THE PROBLEM:
Set down again exactly the lines of the listing below that fall between the line holding "white latex glove | bbox" and the line holding "shiny steel surface | bbox", inclusive.

LISTED RECORDS:
________________
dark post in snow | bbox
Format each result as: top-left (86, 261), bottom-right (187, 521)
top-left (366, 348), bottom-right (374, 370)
________________
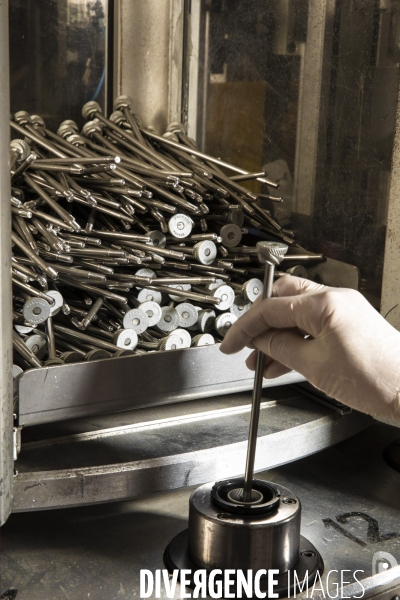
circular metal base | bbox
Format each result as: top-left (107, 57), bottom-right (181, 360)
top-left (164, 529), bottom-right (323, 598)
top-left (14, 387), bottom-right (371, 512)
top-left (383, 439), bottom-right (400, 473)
________________
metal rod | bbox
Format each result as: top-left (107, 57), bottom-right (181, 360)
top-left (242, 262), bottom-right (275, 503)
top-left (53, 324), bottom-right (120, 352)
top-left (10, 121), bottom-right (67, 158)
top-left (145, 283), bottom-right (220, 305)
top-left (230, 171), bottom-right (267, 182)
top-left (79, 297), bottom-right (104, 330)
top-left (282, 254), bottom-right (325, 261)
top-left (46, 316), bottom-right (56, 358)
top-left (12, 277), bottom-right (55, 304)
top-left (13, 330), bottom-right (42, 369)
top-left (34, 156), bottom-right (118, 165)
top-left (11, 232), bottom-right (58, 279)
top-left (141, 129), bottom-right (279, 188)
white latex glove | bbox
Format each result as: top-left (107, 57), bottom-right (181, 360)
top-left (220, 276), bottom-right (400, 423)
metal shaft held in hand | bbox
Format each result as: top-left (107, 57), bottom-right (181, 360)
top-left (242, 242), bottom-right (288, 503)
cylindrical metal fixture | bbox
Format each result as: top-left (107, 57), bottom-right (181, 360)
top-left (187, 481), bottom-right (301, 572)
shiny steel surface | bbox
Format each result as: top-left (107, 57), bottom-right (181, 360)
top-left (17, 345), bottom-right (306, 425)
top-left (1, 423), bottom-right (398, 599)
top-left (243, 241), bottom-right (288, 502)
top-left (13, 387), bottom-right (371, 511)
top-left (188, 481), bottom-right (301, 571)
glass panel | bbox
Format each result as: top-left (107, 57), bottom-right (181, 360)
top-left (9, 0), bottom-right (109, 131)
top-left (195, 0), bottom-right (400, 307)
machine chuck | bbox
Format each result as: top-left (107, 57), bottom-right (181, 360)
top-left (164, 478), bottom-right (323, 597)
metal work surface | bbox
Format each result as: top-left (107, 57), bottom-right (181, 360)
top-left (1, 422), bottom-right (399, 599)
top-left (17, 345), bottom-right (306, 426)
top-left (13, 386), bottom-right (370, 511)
________________
FINISHED TASK:
white latex glove | bbox
Format each result as: top-left (107, 57), bottom-right (181, 360)
top-left (220, 276), bottom-right (400, 423)
metal shaft held in hand | bbox
Format each result as: top-left (107, 57), bottom-right (181, 360)
top-left (242, 242), bottom-right (288, 503)
cylindrical metal fixture | bbox
Format each result as: top-left (107, 57), bottom-right (181, 360)
top-left (187, 481), bottom-right (301, 572)
shiny steel surface | bbox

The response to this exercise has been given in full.